:: TASKS TO CARRY OUT ::
A. Summarize the article on mobile phones in schools in two sentences.
B. Reproduce, word for word, the passage of the article on mobile phones in schools between "Help or hindrance?" and "the Channel Islands.", inclusive.

:: DOCUMENT EXCERPT ::
-----
Help or hindrance? Channel Islanders divided on whether mobile phones should be banned in schools
ITV Channel reporter Katya Fowler reflects on the different opinions across the Channel Islands about the use of mobile phones in schools
With around 200 schools in France trialing a new initiative to ban phones for all pupils under 15 during the day, many are wondering whether something similar could be done across the Channel Islands.
At Guernsey's Ladies College it is already in force and they have not looked back.
Principal Daniele Harford-Fox says: "France just published a 140-page report, demonstrating the significant harms of mobile phone technology, the Surgeon General in America and the UK's Education Committee has done the same.
"All of the research overwhelmingly shows that this technology is having profound impact on the health and wellbeing of our young people and so it just remains surprising to me that we aren't acting faster if I'm honest."
-----
:: LISTED ENTRIES ::
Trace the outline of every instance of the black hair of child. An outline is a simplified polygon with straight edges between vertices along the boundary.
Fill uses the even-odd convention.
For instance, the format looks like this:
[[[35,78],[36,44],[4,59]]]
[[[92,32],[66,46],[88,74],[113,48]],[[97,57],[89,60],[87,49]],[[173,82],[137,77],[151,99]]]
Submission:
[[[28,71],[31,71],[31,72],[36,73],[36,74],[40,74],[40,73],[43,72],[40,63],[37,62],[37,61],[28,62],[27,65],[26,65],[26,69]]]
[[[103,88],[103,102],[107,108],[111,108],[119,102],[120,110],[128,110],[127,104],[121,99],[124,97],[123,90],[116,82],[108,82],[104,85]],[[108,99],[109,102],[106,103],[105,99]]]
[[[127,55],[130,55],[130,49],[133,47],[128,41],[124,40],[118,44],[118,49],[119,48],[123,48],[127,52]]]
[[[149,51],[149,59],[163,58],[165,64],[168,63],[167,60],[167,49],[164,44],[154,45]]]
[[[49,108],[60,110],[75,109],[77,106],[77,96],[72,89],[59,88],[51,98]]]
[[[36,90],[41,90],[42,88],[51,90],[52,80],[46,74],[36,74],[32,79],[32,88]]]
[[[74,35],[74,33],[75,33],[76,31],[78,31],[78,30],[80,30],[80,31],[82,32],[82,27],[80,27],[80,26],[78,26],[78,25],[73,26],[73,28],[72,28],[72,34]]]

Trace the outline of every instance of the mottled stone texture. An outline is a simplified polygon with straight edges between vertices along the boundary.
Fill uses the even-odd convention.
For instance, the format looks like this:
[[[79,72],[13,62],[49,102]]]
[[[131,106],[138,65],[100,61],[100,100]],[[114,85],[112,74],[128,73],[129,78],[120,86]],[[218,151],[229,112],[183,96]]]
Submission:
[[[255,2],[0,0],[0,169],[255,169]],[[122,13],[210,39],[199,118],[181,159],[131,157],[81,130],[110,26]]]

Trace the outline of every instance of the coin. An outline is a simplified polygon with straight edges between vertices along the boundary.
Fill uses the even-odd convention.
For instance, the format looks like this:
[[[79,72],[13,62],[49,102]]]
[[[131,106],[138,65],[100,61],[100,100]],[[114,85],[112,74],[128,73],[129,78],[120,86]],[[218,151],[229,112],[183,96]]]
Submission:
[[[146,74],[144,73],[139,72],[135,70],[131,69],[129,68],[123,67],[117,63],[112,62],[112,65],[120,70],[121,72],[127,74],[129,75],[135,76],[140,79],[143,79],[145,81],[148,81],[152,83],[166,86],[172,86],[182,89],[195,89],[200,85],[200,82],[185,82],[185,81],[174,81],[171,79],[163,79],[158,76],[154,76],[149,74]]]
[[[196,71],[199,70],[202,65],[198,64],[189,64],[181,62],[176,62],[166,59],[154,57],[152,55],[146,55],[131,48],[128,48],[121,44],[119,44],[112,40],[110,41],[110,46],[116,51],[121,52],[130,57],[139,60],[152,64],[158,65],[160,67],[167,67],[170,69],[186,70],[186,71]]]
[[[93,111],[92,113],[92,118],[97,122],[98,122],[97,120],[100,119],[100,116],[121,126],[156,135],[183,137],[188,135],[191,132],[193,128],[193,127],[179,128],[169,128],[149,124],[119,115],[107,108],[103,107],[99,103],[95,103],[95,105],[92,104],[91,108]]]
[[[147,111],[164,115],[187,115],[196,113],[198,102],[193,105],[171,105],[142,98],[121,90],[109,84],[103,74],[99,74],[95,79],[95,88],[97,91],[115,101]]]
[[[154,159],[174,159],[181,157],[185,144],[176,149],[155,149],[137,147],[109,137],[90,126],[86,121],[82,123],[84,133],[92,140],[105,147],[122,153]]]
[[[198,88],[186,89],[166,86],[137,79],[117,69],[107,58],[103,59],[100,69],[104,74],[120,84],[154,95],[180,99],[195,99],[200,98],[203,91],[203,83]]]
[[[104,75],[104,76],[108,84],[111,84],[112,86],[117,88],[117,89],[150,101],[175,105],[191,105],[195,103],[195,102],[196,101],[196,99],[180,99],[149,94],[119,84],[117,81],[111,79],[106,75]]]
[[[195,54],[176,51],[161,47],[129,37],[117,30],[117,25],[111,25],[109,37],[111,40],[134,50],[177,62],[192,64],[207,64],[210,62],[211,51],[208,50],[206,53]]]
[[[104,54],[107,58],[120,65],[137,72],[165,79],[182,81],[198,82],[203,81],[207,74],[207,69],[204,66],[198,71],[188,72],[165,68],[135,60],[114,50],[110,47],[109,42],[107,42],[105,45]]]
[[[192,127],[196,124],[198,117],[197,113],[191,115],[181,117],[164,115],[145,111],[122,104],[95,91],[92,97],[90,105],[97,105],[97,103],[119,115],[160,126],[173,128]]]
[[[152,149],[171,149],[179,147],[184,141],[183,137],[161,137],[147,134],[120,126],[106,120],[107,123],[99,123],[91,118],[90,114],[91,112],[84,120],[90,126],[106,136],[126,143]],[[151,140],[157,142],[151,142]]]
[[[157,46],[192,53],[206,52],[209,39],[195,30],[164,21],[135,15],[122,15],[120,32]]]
-----
:: PER-TASK ANSWERS ::
A. Around 200 schools in France are trialing a ban on phones during the day for all pupils under 15, which has led many to wonder whether something similar could be done across the Channel Islands. Guernsey's Ladies College already has such a ban in force, and its principal says research overwhelmingly shows the technology is having a profound impact on young people's health and wellbeing.

B.
Help or hindrance? Channel Islanders divided on whether mobile phones should be banned in schools
ITV Channel reporter Katya Fowler reflects on the different opinions across the Channel Islands about the use of mobile phones in schools
With around 200 schools in France trialing a new initiative to ban phones for all pupils under 15 during the day, many are wondering whether something similar could be done across the Channel Islands.